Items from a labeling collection
== == ==

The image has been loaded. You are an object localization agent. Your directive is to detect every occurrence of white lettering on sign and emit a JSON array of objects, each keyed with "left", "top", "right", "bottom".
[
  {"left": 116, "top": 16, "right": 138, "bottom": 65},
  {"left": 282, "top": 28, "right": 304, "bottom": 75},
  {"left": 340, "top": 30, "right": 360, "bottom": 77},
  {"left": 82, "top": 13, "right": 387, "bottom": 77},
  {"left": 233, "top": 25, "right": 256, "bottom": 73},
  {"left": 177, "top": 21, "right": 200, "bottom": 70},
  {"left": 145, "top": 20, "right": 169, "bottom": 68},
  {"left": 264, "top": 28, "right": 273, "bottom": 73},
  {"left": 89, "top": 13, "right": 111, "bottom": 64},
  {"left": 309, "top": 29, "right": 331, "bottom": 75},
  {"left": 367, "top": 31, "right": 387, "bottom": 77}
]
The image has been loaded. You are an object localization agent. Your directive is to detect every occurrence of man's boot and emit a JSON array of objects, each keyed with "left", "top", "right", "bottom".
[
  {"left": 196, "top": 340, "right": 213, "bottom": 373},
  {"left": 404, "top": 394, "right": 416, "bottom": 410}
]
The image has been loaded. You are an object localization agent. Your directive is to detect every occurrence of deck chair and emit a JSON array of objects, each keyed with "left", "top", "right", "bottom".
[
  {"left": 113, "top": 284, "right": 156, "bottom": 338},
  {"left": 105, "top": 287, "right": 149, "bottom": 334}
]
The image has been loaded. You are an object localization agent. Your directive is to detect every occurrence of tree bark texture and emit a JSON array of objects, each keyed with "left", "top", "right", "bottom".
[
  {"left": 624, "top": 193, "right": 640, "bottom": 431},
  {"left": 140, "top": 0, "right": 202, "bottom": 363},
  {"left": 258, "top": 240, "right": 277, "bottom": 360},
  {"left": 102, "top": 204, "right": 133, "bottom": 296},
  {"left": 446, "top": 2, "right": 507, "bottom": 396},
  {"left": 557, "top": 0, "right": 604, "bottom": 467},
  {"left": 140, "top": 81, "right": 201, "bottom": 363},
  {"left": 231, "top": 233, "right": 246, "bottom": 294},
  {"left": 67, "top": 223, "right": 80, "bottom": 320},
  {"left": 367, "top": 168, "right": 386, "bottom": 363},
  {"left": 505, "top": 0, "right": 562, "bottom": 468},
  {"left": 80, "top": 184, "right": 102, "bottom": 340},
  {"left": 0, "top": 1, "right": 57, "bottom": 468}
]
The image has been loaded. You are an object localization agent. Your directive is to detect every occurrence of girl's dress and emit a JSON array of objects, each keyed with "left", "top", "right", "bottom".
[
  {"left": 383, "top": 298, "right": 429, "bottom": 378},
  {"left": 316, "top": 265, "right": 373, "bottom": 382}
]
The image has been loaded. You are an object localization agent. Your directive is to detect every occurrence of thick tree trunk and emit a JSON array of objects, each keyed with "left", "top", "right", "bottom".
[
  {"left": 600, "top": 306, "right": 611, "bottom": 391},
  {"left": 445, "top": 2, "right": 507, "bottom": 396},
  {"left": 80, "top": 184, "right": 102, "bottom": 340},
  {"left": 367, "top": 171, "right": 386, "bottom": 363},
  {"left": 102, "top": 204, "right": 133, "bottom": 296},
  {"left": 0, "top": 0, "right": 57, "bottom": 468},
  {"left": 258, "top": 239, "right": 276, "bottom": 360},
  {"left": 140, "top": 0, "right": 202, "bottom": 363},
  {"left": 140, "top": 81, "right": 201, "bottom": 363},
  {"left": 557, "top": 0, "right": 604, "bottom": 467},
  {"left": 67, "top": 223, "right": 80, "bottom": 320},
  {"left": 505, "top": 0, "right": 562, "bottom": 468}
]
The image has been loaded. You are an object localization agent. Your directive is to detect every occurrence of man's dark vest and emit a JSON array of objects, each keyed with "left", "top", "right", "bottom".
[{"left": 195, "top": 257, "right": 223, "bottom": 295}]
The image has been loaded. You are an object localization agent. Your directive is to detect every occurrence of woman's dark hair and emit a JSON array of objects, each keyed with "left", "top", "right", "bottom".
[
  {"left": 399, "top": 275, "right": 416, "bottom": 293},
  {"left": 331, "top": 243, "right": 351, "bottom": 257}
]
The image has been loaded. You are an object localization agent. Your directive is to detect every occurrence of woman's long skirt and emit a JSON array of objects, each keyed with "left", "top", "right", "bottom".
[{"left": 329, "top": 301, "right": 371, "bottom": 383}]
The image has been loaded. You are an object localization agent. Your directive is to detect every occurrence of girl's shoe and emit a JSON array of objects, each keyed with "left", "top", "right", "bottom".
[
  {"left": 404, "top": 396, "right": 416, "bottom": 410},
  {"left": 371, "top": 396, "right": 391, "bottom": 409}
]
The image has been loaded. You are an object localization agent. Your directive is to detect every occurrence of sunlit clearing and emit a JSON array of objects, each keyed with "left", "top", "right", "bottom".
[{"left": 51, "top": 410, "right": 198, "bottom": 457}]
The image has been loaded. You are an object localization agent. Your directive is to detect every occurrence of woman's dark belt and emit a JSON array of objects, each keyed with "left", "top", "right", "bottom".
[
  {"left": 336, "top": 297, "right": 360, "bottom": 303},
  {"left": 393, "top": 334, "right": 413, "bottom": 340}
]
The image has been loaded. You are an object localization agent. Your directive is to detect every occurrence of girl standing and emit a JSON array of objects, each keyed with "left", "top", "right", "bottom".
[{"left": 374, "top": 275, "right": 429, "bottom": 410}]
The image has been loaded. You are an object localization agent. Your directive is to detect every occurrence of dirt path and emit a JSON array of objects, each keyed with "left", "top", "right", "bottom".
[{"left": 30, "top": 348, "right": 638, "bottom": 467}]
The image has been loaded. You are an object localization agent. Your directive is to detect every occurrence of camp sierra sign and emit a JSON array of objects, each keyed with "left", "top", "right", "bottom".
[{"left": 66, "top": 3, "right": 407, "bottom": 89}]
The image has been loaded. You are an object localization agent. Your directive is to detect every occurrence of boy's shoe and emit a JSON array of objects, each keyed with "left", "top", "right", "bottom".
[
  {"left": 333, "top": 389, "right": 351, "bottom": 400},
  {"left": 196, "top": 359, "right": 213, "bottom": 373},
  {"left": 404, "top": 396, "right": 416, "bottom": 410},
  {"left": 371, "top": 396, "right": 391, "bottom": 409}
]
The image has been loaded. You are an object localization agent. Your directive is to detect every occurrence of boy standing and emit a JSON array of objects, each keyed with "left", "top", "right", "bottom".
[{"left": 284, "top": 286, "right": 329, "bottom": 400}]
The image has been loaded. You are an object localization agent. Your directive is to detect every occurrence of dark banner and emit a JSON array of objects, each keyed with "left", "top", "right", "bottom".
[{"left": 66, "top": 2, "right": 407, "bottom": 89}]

== == ==

The problem
Which lines in the records contain the word "standing", with case counting? Pull out each of those lines in full.

Task solution
The image has been loaded. You are an object localization agent. Your directive is to detect every occurrence of girl standing and emit a JSON array of objects, each keyed with "left", "top", "right", "bottom".
The image has been loaded. You are an object localization agent. Your directive is to detect every occurrence of boy standing and emit a JSON array of objects, each keyed with "left", "top", "right", "bottom".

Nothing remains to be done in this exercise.